- _Exercise brief_
Which lines in the listing below contain the word "wall"? Pick out each one and copy it in full.

· · · ·

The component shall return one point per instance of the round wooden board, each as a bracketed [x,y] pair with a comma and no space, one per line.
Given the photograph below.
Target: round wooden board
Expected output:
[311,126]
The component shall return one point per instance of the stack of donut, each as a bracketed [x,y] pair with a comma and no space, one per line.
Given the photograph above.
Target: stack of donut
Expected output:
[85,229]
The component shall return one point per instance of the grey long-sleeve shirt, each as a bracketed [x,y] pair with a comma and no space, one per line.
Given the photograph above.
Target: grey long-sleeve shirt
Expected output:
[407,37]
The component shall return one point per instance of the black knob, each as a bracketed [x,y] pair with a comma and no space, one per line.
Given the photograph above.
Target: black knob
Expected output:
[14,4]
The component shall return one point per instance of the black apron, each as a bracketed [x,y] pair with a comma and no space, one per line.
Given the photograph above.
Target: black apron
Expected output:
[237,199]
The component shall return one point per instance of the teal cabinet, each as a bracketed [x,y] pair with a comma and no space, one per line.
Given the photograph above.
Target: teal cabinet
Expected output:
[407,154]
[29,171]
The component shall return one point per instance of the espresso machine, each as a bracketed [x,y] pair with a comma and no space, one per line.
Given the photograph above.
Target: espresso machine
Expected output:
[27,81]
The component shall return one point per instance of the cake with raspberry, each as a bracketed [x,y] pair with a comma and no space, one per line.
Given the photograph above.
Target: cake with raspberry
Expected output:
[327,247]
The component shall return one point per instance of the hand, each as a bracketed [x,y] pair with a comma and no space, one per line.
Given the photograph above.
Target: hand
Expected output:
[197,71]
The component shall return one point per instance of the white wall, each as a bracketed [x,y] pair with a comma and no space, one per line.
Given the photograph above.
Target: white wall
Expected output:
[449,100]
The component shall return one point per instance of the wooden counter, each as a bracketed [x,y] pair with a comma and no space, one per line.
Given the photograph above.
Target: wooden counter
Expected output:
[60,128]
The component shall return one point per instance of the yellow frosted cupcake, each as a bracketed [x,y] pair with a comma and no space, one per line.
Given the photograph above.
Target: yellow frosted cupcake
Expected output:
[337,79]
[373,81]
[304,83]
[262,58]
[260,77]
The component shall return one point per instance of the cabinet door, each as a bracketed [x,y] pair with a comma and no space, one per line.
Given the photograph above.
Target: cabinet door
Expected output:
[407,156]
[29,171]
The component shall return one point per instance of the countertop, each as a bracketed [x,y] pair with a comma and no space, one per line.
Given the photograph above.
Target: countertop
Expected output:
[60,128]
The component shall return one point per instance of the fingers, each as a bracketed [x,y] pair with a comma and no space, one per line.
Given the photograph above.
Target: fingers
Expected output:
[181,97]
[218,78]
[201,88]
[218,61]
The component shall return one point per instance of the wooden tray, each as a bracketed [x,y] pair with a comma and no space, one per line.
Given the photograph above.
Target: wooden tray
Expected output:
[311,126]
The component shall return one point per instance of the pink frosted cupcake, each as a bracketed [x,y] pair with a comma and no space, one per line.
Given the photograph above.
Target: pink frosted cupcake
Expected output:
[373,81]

· · · ·

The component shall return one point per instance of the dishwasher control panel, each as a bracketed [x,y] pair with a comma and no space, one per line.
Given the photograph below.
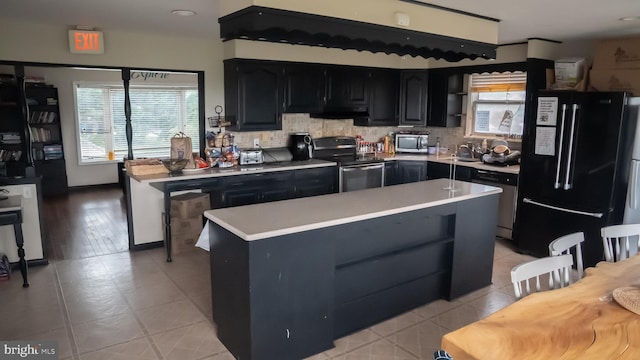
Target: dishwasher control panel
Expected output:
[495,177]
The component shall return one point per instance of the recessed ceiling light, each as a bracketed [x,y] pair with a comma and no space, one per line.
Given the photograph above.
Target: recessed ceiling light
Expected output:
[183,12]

· · · ·

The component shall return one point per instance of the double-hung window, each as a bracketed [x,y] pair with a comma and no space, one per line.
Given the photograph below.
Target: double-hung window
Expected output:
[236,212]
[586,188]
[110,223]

· · · ·

- _Solution for this problem_
The component shall return one point per instance of the white wall, each as a bracketed [x,y] pair with a comma and no space, one per line.
Target: white wall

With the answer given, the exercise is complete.